● **Work required**: Count the lines in the rows below that contain the string "sign". Reply with the number alone.

● **Exercise data**:
────────
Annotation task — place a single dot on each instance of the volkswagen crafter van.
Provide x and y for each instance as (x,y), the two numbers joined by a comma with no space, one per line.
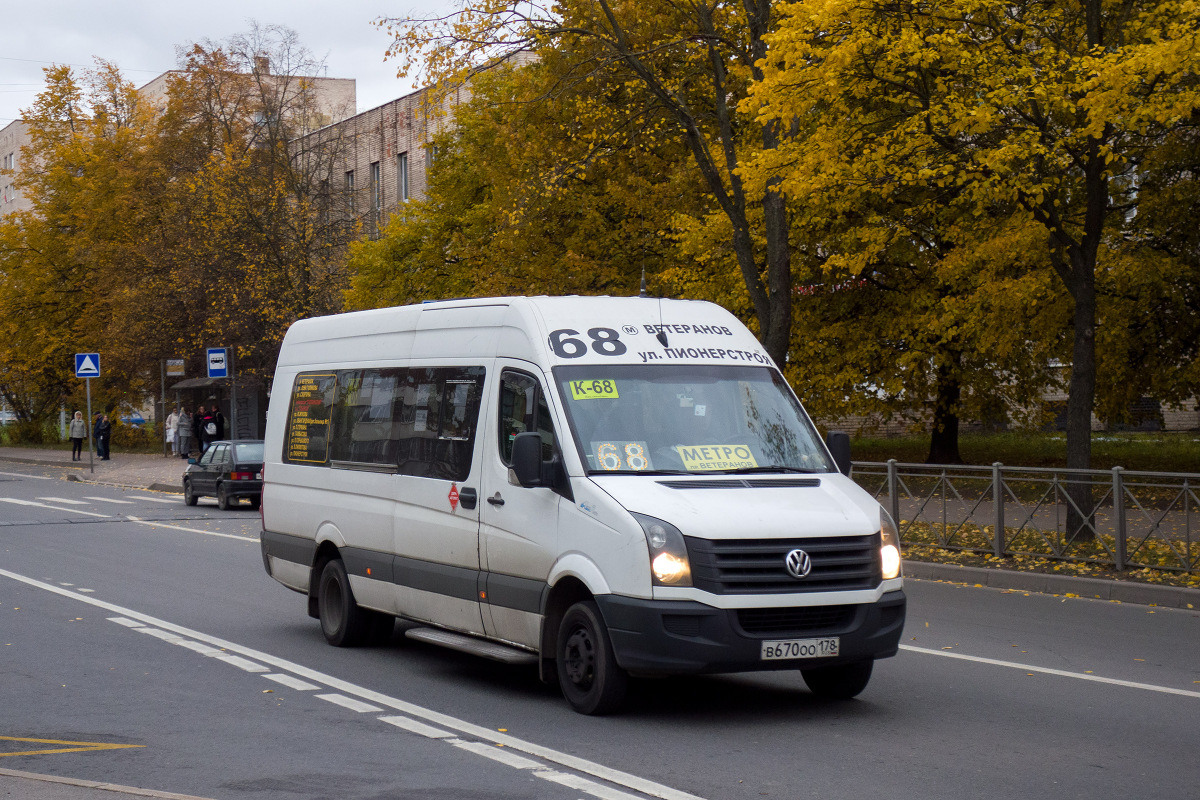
(601,486)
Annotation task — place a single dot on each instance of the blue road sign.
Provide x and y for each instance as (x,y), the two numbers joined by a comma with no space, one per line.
(87,365)
(219,362)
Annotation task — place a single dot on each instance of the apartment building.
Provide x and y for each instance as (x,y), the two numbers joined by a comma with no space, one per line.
(12,138)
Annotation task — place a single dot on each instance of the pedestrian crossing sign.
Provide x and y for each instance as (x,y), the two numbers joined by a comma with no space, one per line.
(87,365)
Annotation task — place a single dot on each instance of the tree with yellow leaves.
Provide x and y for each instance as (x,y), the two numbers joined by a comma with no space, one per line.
(1045,112)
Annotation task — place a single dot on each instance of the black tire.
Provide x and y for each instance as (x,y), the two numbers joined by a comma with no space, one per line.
(840,681)
(342,620)
(588,674)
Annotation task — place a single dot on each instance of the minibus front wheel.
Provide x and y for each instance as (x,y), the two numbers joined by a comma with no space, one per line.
(342,620)
(588,674)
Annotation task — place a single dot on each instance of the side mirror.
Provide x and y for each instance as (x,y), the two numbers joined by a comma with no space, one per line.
(527,458)
(839,447)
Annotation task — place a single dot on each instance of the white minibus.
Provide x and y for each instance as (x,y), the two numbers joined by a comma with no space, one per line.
(603,487)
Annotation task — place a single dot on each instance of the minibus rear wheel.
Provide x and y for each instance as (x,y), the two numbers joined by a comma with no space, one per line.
(588,674)
(840,681)
(342,620)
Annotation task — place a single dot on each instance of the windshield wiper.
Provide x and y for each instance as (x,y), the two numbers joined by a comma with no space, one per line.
(748,470)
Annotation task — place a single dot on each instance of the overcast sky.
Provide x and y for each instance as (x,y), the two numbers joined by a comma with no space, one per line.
(141,38)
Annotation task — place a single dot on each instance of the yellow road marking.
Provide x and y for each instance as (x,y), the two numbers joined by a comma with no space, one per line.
(79,746)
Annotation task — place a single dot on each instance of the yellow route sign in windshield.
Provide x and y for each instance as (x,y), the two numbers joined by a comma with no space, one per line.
(712,457)
(593,389)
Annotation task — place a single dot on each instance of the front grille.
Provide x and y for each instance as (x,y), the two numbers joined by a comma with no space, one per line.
(796,621)
(756,566)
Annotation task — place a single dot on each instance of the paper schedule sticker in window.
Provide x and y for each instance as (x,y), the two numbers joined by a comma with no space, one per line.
(714,457)
(594,390)
(307,432)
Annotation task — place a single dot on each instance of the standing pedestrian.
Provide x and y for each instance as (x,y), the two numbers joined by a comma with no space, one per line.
(198,427)
(103,434)
(184,433)
(173,432)
(78,432)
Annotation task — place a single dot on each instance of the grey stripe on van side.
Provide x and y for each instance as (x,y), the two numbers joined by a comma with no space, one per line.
(463,583)
(287,547)
(439,578)
(508,591)
(369,563)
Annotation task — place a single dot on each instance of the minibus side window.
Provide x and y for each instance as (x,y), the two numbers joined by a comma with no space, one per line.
(523,408)
(366,415)
(437,420)
(306,438)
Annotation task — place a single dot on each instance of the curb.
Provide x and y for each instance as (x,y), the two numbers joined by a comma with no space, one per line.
(99,786)
(1125,591)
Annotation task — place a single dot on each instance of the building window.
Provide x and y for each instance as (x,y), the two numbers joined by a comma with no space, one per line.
(376,193)
(402,176)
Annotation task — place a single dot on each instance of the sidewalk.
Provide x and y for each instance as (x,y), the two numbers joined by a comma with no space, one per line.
(133,470)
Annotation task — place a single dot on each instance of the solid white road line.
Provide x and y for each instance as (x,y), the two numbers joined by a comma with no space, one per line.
(411,709)
(1048,671)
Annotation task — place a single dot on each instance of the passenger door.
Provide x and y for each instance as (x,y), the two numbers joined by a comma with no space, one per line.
(436,569)
(519,527)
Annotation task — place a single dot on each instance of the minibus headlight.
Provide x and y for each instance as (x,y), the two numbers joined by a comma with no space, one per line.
(889,546)
(669,554)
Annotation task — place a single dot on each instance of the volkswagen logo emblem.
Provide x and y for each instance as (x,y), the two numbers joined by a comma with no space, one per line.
(798,564)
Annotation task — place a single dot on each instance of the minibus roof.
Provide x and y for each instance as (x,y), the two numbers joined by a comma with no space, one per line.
(552,331)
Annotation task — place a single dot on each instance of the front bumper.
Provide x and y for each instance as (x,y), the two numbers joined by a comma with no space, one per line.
(683,637)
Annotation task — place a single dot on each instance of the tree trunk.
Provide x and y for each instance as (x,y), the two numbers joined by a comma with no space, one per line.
(1081,396)
(943,443)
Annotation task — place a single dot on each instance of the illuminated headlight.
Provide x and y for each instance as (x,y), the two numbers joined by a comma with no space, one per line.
(669,554)
(889,546)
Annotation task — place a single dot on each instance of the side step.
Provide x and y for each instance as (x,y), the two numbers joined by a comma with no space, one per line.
(461,643)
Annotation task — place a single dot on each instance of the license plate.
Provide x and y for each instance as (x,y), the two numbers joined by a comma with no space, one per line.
(801,649)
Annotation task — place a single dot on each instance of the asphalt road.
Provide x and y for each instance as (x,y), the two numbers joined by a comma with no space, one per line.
(142,642)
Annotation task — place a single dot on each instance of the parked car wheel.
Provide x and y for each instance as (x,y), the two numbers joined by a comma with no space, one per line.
(588,674)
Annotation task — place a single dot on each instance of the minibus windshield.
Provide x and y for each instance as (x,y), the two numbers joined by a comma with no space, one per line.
(688,419)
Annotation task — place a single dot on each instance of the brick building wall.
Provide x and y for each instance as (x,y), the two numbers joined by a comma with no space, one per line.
(378,160)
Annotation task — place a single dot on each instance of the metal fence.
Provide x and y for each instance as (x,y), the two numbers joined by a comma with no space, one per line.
(1123,518)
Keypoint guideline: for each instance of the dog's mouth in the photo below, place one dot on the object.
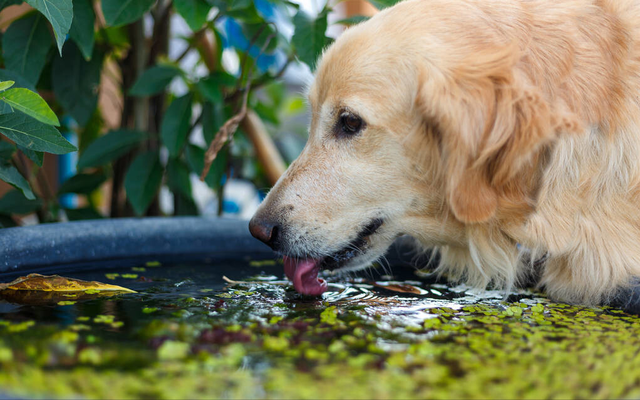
────────
● **Solution below**: 3